Requirements: Extend the article below on Greenpeace's shift toward bolder protest tactics, picking up after its final sentence.

Still rainbow, but more warrior: The latest Greenpeace protests mark a strategic change in its approach

 

A A A

Almost 30 Greenpeace activists face up to 15 years in a Russian prison after protesting at an Arctic oil drilling rig. Others brought a Champions League match in Switzerland to a standstill, dropping down on ropes from a stadium roof before unfurling a banner critical of the Russian oil giant Gazprom. Still more activists scaled the Shard in central London, western Europe's largest building, to object to Shell's oil exploration at the top of the world.

The rapid succession of audacious protests used by Greenpeace to dominate newspaper headlines and television bulletins has been the starkest sign of a renewed vigour coursing through the world's largest independent, direct action environmental organisation.

"There is no question, we are changing," Greenpeace's international executive director, Kumi Naidoo, said. "When we look at the scale of what we are fighting for – in the context of our leaders being in denial about how urgent things are – we believe that intensifying peaceful civil disobedience is not only ethically justifiable but morally necessary."

Recorded data:
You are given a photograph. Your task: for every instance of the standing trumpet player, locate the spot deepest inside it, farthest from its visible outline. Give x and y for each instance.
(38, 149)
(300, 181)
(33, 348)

Written response:
Expect to see some adjustments: a redirection of resources away from Europe and into emerging economies, including China, India and Brazil. Expect to see less lobbying, less dialogue with corporations and companies, and an increased emphasis on public mobilisation, education and direct action – with the help of the organisation's 2.8 million members. In short: expect an angrier Greenpeace.

The organisation, set up in 1971 when a small boat of volunteers and journalists took to the Pacific to protest against US nuclear testing, has always used a variety of strategies to get its point across. While direct action has always been at its core, so has dialogue with governments and corporations, including Coca-Cola and McDonald's.

Its future will see "more emphasis on mobilising public opinion and educating people about what is happening," according to Mr Naidoo. "We'll put more energy into that than actual lobbying and advocacy work within climate negotiations."

Why? Because the extent of the crisis is now understood, Mr Naidoo explained. "At this point, we have to make a call. [Governments and corporations] know what the right thing to do is, and they agree with us in meetings, but then they continue business as usual. When they have that analytical understanding, what gets them to change? Is it us spending tons more hours chatting with them and telling them what we have always told them a thousand times before? Or do we intensify public understanding and pressure so that it makes it difficult for them not to act urgently?" he asked.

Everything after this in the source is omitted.